Page text below:

2. Analysis of Possible Causes:

(A) is firstly caused by an inappropriate algorithm designed for different categorization. Thus simply reducing the scale of alphabet compression will not necessarily solve this problem. When the domain experts said “we want to see more”, in this case they might mean “we want to see different topic modelling or sentiment analysis.” It might also be caused by the same issue of (B) as the paper noted.

(B) is caused by the lack of interaction for controlling the algorithms.

(C) may be caused by a lack of alphabet compression, but may also be caused by humans’ poor memory in remembering what has been observed, i.e., potential distortion in recall, and cost of cognitive load to remember and that of effort for repeatedly going backward and forward. Thus (C) may be really caused by the lack of a suitable alphabet compression by using visualization for memory externalization.

DSE: This implies the need of a better visual encoding method.

MC: (continued)

End of Page text.
Exercise data below:

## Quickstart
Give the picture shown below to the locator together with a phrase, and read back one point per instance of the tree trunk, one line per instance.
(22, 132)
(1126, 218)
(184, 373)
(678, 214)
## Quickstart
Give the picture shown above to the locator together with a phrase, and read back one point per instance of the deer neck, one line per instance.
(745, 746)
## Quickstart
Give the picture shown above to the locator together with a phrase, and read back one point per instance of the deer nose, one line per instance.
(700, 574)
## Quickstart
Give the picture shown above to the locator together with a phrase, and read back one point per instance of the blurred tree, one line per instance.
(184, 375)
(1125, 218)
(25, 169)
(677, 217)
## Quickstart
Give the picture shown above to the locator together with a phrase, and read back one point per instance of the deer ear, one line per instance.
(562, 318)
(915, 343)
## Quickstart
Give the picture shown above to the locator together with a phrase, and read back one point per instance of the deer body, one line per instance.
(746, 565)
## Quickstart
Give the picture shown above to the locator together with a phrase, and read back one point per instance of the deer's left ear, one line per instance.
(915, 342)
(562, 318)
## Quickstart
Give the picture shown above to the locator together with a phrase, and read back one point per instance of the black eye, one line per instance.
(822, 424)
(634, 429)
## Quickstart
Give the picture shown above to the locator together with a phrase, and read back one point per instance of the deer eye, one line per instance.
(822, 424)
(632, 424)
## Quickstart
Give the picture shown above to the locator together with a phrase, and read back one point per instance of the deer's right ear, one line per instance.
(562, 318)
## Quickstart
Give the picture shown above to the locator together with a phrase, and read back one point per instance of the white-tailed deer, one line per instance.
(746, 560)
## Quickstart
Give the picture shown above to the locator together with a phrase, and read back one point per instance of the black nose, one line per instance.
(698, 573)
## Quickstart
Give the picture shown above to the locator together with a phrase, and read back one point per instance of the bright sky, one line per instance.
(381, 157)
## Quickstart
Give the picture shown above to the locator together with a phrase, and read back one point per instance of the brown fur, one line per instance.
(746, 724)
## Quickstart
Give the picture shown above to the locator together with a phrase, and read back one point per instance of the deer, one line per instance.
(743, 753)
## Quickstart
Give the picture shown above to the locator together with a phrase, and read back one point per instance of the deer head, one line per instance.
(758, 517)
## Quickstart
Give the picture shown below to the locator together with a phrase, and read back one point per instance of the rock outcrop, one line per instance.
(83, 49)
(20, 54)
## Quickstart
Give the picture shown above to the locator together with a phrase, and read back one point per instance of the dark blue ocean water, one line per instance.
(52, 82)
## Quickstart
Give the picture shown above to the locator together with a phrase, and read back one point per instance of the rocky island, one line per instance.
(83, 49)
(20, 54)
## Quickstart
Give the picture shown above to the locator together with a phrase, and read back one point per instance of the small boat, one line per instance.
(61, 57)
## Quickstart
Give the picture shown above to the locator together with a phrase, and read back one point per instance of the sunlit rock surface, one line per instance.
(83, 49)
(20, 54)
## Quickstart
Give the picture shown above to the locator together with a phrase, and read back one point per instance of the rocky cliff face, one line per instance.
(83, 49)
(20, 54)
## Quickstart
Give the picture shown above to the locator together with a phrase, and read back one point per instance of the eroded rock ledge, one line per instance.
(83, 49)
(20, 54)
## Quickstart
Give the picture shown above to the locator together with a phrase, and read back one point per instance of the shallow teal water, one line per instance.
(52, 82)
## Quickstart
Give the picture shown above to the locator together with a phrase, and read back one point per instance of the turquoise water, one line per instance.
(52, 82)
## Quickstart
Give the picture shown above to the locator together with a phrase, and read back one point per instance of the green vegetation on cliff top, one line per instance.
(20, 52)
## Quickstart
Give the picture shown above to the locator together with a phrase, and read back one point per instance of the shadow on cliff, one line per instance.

End of Exercise data.

The task. Can you reproduce, word for word, the analysis of possible causes between "(C) may be caused" and "for memory externalization.", inclusive?

Solution.
(C) may be caused by a lack of alphabet compression, but may also be caused by humans’ poor memory in remembering what has been observed, i.e., potential distortion in recall, and cost of cognitive load to remember and that of effort for repeatedly going backward and forward. Thus (C) may be really caused by the lack of a suitable alphabet compression by using visualization for memory externalization.